__EXCERPT TO READ__.
Unified event aggregator (formerly EventAggregatorUtility and the internal RocksDbAggregator, now merged into one class). Holds a RocksDatabase handle and merges per-chunk aggregation results into a unified output, deduplicating file counts and collecting association trackers for downstream resolution.

auto db = EventAggregator::open_with_merge_operator(index_path);
EventAggregator agg(db, config.compute_hash());
agg.merge_chunk(std::move(chunk_output));   // repeat per chunk
EventAggregatorOutput result = agg.finalize();
auto tracker = agg.build_global_tracker();  // merged AssociationTracker

AggregationVisitor¶

DftEventVisitor subclass that accumulates AggregationMetrics per AggregationKey directly from parsed events during a scan, so the aggregation pass can share a single parse with bloom and manifest visitors via DftEventDispatcher. Defined in dftracer/utils/utilities/composites/dft/aggregators/aggregation_visitor.h.

__ENTRIES SHOWN__.

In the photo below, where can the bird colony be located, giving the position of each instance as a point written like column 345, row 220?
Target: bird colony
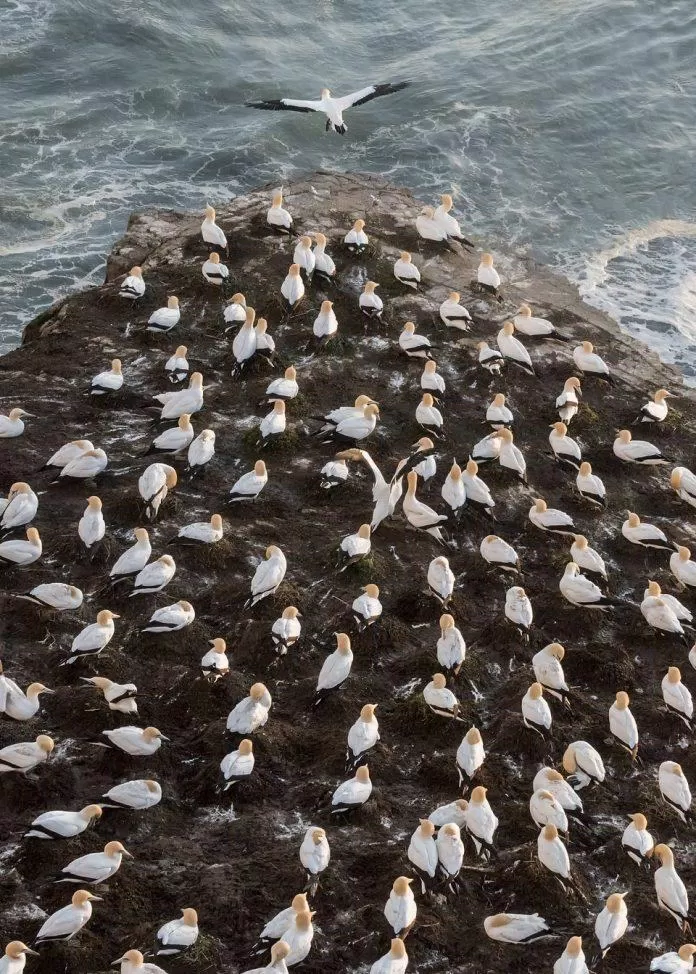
column 347, row 602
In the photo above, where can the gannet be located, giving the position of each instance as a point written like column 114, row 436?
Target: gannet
column 55, row 595
column 12, row 425
column 238, row 764
column 415, row 346
column 214, row 663
column 370, row 303
column 249, row 485
column 419, row 515
column 536, row 713
column 133, row 285
column 171, row 618
column 189, row 400
column 251, row 712
column 518, row 608
column 214, row 271
column 332, row 107
column 400, row 909
column 211, row 232
column 567, row 403
column 135, row 558
column 201, row 532
column 235, row 311
column 165, row 318
column 674, row 789
column 177, row 936
column 278, row 217
column 511, row 348
column 154, row 577
column 637, row 841
column 551, row 520
column 69, row 920
column 354, row 547
column 15, row 702
column 244, row 343
column 292, row 289
column 489, row 358
column 453, row 491
column 119, row 696
column 362, row 737
column 315, row 855
column 684, row 483
column 431, row 380
column 441, row 700
column 287, row 630
column 268, row 576
column 335, row 669
column 451, row 647
column 285, row 388
column 138, row 794
column 405, row 271
column 87, row 466
column 582, row 591
column 353, row 793
column 589, row 363
column 470, row 757
column 325, row 324
column 95, row 867
column 63, row 825
column 476, row 490
column 654, row 411
column 323, row 263
column 176, row 366
column 447, row 222
column 572, row 960
column 497, row 413
column 428, row 227
column 548, row 671
column 497, row 552
column 153, row 486
column 481, row 821
column 200, row 452
column 682, row 567
column 272, row 425
column 22, row 551
column 516, row 928
column 422, row 853
column 487, row 276
column 637, row 451
column 25, row 756
column 583, row 764
column 677, row 697
column 545, row 809
column 93, row 638
column 453, row 314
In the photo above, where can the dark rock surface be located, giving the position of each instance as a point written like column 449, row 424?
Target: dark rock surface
column 238, row 867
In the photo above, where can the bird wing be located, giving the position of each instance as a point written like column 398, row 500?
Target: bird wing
column 286, row 105
column 367, row 94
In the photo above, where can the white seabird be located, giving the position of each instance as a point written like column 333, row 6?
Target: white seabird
column 63, row 825
column 107, row 382
column 332, row 107
column 211, row 232
column 335, row 669
column 133, row 285
column 171, row 618
column 268, row 576
column 165, row 318
column 453, row 314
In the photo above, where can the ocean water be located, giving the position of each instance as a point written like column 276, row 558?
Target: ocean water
column 564, row 128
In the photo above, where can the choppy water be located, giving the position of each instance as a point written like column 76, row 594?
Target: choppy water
column 567, row 127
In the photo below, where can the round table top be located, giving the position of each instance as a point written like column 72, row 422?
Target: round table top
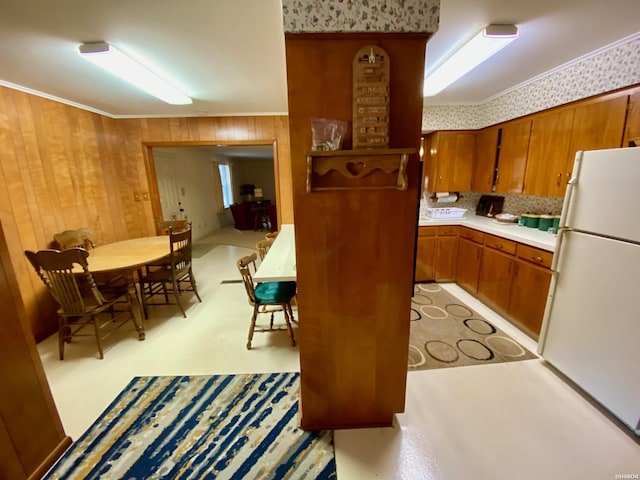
column 128, row 254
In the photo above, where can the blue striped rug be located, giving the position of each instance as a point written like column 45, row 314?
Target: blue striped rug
column 201, row 427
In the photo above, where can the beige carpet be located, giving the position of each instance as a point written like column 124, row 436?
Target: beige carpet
column 447, row 333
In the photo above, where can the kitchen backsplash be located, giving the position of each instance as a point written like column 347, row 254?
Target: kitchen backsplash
column 515, row 204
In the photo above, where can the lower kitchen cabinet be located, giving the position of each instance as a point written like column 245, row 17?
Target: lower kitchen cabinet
column 436, row 253
column 468, row 259
column 494, row 282
column 426, row 254
column 528, row 296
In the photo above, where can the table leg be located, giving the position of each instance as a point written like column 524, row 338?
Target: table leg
column 137, row 307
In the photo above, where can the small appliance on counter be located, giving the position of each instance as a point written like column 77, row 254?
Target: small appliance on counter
column 489, row 205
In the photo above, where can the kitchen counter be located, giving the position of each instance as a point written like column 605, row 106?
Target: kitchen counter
column 529, row 236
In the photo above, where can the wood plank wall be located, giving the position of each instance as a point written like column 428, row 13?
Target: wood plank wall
column 62, row 167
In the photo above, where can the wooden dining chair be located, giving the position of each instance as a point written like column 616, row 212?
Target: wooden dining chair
column 82, row 304
column 163, row 227
column 82, row 238
column 263, row 247
column 266, row 298
column 171, row 277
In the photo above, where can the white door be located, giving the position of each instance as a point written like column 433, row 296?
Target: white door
column 168, row 188
column 592, row 325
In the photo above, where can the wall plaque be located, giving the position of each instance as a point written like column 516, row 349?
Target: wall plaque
column 371, row 98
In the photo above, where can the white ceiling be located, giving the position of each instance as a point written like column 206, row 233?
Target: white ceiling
column 229, row 54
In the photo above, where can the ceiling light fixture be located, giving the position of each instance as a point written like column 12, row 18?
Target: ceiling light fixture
column 489, row 41
column 114, row 61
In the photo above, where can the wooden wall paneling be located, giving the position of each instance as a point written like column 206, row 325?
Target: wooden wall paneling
column 354, row 248
column 27, row 411
column 64, row 167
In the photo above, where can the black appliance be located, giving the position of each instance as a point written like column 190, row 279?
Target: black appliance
column 489, row 205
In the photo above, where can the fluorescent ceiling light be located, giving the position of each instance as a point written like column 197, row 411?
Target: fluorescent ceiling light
column 489, row 41
column 113, row 60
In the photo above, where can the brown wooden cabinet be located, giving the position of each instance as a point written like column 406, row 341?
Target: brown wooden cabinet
column 557, row 136
column 468, row 258
column 548, row 152
column 31, row 433
column 436, row 253
column 514, row 279
column 530, row 287
column 426, row 254
column 632, row 125
column 449, row 158
column 512, row 160
column 484, row 169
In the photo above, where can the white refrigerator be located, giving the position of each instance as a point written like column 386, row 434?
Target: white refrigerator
column 591, row 327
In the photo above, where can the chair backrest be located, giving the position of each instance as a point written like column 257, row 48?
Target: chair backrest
column 180, row 251
column 244, row 266
column 263, row 247
column 55, row 269
column 166, row 226
column 80, row 238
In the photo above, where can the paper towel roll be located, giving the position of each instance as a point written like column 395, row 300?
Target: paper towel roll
column 449, row 198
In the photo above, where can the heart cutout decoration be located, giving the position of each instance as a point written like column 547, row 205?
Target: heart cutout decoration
column 355, row 168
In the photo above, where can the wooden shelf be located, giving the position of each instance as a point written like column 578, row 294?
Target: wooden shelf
column 358, row 169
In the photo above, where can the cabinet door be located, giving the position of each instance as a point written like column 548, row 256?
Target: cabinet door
column 632, row 125
column 512, row 160
column 426, row 258
column 597, row 125
column 548, row 151
column 494, row 283
column 446, row 259
column 468, row 264
column 452, row 161
column 485, row 159
column 528, row 297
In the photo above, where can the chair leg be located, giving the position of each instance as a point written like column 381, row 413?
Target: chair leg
column 285, row 309
column 61, row 337
column 252, row 326
column 192, row 281
column 97, row 332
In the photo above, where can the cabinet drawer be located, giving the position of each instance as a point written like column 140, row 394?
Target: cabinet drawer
column 427, row 231
column 499, row 243
column 535, row 255
column 470, row 234
column 446, row 231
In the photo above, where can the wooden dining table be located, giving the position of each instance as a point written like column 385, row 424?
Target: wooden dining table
column 125, row 258
column 279, row 265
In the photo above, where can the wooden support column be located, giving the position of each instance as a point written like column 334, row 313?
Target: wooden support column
column 354, row 246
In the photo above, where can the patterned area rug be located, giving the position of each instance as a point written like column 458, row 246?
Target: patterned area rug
column 193, row 427
column 447, row 333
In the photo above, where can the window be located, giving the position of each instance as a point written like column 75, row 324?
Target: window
column 225, row 180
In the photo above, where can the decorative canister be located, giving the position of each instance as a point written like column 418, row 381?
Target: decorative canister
column 531, row 221
column 545, row 222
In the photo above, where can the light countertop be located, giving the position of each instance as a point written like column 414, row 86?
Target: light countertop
column 528, row 236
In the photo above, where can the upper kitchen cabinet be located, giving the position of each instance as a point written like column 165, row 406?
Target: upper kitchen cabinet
column 484, row 170
column 557, row 136
column 632, row 126
column 449, row 161
column 548, row 152
column 512, row 158
column 598, row 124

__EXERCISE TASKS__.
a) In the event aggregator excerpt's code sample, list every function called on EventAggregator or on its object agg.
b) According to the event aggregator excerpt, in which file is AggregationVisitor defined?

__ANSWERS PROVIDED__.
a)
open_with_merge_operator
merge_chunk
finalize
build_global_tracker

b) dftracer/utils/utilities/composites/dft/aggregators/aggregation_visitor.h